◆ Requirements ◆
Reproduce every line of the data from the line with "wooden floor and record integer pixel coordinates." through the end. Shift each point coordinate by adding 66 to both of its numbers.

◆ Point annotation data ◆
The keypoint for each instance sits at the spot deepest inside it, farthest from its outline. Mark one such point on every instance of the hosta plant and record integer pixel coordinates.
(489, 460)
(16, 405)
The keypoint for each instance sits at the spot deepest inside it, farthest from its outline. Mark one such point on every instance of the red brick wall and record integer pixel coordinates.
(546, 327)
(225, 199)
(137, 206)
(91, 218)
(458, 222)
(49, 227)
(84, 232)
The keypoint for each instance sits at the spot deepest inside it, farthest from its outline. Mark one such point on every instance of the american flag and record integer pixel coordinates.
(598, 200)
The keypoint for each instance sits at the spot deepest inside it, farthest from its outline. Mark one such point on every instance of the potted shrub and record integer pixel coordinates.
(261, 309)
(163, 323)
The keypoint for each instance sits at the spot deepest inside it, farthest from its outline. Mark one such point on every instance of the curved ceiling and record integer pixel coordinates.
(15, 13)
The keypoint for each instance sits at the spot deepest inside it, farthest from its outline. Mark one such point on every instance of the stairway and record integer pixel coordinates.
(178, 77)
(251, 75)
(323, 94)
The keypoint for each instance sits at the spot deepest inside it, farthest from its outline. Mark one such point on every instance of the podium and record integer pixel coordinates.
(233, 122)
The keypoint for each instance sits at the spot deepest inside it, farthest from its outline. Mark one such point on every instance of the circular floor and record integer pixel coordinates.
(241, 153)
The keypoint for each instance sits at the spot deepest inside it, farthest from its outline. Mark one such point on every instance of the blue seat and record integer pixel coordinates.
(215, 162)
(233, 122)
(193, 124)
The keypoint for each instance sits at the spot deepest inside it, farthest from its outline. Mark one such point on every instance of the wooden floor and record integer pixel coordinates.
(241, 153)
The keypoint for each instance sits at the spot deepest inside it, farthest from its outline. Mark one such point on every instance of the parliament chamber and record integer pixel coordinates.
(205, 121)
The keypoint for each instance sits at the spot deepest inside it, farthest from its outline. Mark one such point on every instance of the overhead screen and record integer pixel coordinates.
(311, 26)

◆ Result of the task ◆
The keypoint for each instance sits at the spot deepest inside it, farthest from its outline. Mark one such point on every instance of the wooden floor and record integer pixel coordinates.
(307, 219)
The keypoint for each instance sits at the spot deepest inside it, farthest from its outline. Mark one such point on every instance of the parliament chamber and record integer pixel coordinates.
(271, 187)
The keypoint for each instance sits at the spot deepest inside it, farthest from its outline. Mark one such point on every instance of the overhead screen and record integer pixel coordinates.
(377, 92)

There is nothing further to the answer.